Print all records exactly, leaving nothing out.

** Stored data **
***

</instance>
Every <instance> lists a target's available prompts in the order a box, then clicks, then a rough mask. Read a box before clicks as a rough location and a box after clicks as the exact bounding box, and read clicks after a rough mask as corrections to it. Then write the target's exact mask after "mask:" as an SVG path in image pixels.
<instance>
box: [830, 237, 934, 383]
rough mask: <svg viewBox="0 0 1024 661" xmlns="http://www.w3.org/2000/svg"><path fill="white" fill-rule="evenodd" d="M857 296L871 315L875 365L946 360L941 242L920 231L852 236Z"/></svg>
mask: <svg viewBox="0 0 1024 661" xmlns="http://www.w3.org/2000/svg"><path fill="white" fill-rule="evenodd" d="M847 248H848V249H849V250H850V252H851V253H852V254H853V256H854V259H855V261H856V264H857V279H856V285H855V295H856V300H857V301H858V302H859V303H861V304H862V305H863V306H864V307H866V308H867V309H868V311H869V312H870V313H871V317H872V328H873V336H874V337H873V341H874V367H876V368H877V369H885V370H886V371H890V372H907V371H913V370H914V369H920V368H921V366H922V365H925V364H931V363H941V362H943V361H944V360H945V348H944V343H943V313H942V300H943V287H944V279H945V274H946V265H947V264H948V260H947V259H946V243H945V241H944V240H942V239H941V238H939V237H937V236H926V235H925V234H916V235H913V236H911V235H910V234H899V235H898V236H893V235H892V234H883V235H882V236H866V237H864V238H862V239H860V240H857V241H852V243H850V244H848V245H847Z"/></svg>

***

** REPLY TO THE EXERCISE **
</instance>
Every <instance> lists a target's available prompts in the order a box, then clicks, then a rough mask. Read a box before clicks as a rough location and a box after clicks as the exact bounding box, and read clicks after a rough mask as corrections to it. Then write the target's exact mask after "mask:" as an SVG path in image pixels.
<instance>
box: [830, 237, 934, 383]
rough mask: <svg viewBox="0 0 1024 661" xmlns="http://www.w3.org/2000/svg"><path fill="white" fill-rule="evenodd" d="M857 296L871 315L875 365L946 360L941 242L920 231L852 236Z"/></svg>
mask: <svg viewBox="0 0 1024 661" xmlns="http://www.w3.org/2000/svg"><path fill="white" fill-rule="evenodd" d="M847 248H848V249H849V250H850V252H851V253H852V254H853V256H854V259H855V261H856V264H857V279H856V285H855V295H856V300H857V301H858V302H859V303H861V304H862V305H863V306H864V307H866V308H867V309H868V311H869V312H870V313H871V317H872V328H873V336H874V337H873V341H874V367H876V368H877V369H885V370H886V371H890V372H907V371H913V370H914V369H920V368H921V366H922V365H925V364H931V363H941V362H943V361H944V360H945V348H944V343H943V313H942V300H943V287H944V279H945V274H946V265H947V264H948V260H947V259H946V243H945V241H944V240H942V239H941V238H939V237H937V236H926V235H925V234H916V235H913V236H911V235H910V234H899V235H898V236H893V235H892V234H883V235H882V236H866V237H864V238H862V239H860V240H857V241H852V243H850V244H848V245H847Z"/></svg>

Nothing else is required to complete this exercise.